ABOUT THIS EXERCISE: Taking the line containing "Target: paved driveway" as the first and the last line of the entries as the end, reproduce every line between them exactly, including both.

** Opening PROVIDED RECORDS block **

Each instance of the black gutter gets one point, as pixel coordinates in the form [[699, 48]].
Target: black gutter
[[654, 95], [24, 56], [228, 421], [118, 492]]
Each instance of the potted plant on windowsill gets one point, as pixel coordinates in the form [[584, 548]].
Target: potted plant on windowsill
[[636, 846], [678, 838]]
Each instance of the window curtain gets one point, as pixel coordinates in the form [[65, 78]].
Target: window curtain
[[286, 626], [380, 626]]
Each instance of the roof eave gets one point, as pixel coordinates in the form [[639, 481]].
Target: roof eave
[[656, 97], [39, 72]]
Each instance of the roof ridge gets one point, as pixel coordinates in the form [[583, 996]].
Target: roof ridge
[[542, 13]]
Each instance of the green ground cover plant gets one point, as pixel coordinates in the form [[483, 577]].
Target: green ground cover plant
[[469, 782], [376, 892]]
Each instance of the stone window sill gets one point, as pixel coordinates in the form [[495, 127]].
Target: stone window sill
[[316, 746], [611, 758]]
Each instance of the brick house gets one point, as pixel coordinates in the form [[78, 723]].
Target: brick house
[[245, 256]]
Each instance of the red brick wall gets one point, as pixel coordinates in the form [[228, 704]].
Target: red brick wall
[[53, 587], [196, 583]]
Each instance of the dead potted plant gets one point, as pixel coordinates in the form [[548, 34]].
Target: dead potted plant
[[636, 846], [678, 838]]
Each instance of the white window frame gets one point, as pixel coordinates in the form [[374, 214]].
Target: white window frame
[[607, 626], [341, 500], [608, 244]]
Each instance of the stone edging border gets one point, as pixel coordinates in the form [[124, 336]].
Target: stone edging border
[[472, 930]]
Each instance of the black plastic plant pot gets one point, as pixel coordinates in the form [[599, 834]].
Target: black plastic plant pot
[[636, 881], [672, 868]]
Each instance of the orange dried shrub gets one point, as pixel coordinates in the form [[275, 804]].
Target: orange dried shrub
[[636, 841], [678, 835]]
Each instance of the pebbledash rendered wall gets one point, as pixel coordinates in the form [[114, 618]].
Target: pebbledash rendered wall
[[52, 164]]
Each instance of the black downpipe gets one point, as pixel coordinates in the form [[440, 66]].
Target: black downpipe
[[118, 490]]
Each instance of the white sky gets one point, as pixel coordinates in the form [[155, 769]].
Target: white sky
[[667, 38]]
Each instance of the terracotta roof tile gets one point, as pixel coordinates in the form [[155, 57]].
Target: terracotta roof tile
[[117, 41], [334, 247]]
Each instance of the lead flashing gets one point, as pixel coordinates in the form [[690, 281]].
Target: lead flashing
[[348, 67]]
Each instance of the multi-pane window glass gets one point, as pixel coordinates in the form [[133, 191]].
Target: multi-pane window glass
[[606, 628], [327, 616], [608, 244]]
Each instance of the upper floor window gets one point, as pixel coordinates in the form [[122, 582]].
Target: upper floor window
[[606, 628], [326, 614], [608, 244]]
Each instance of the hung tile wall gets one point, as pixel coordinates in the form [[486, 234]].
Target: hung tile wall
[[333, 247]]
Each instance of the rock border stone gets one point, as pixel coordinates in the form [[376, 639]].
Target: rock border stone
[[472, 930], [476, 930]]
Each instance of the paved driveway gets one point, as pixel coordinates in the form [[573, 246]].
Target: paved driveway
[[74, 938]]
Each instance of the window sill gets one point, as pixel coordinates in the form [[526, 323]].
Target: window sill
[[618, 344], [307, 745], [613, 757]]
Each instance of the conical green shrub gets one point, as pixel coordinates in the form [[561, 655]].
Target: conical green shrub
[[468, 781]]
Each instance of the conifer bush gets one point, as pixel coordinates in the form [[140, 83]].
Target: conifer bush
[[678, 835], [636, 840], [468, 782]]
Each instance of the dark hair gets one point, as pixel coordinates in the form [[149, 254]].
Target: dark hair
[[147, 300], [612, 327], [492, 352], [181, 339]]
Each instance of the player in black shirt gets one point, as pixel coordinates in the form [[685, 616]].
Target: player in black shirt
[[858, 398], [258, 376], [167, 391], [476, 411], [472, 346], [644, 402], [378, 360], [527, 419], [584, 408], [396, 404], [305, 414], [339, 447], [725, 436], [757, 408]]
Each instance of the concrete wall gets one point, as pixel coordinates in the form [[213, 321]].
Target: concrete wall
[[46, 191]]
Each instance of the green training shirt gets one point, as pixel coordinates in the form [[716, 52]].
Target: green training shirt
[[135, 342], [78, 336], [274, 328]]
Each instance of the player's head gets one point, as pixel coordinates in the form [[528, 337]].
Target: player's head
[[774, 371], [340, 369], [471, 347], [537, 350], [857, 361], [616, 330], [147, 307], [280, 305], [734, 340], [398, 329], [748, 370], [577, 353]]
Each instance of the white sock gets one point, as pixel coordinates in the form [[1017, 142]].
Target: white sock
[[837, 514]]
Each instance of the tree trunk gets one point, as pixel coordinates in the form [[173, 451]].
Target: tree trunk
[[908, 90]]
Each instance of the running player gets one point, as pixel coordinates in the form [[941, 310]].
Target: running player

** Closing PROVIDED RECORDS block **

ANSWER SPACE:
Target: paved driveway
[[74, 938]]
Each instance of the window sill gets one point, as pixel coordinates in the form [[526, 323]].
Target: window sill
[[618, 344], [307, 745], [613, 757]]
Each instance of the conical green shrub gets one point, as pixel coordinates in the form [[561, 655]].
Target: conical green shrub
[[468, 781]]
Each instance of the conifer bush gets one point, as pixel coordinates in the form [[140, 83]].
Target: conifer bush
[[678, 835], [636, 840], [468, 782]]
Each instance of the dark hair gets one point, as pixel coordinates in the form [[149, 254]].
Target: dark hair
[[147, 300], [612, 327], [492, 352], [181, 339]]
Each instance of the player in black shirt gets one point, as pixel coordinates in the form [[685, 616]].
Target: player in black shirt
[[858, 398], [258, 376], [167, 391], [476, 411], [472, 346], [644, 402], [378, 360], [527, 419], [584, 408], [396, 404], [305, 414], [339, 447], [725, 436], [757, 408]]
Each instance of the concrete wall gets one point, as pixel coordinates in the form [[213, 321]].
Target: concrete wall
[[46, 191]]
Each instance of the green training shirt gets one point, as pixel coordinates in the form [[716, 52]].
Target: green training shirt
[[135, 342], [78, 336], [274, 328]]
Each instance of the player's head gets one point, as pixel coordinates in the form [[528, 337]].
Target: player's head
[[774, 371], [340, 369], [471, 347], [537, 350], [857, 361], [616, 330], [147, 307], [280, 305], [734, 340], [398, 329], [748, 370], [577, 353]]
Each instance of the white sock gets one point, as pixel coordinates in the form [[1017, 142]].
Target: white sock
[[837, 514]]
Each instance of the tree trunk gets one point, as pixel coordinates in the form [[173, 451]].
Target: tree trunk
[[908, 90]]
Each instance of the running player gets one point, as pixel coordinates in the form [[941, 310]].
Target: running player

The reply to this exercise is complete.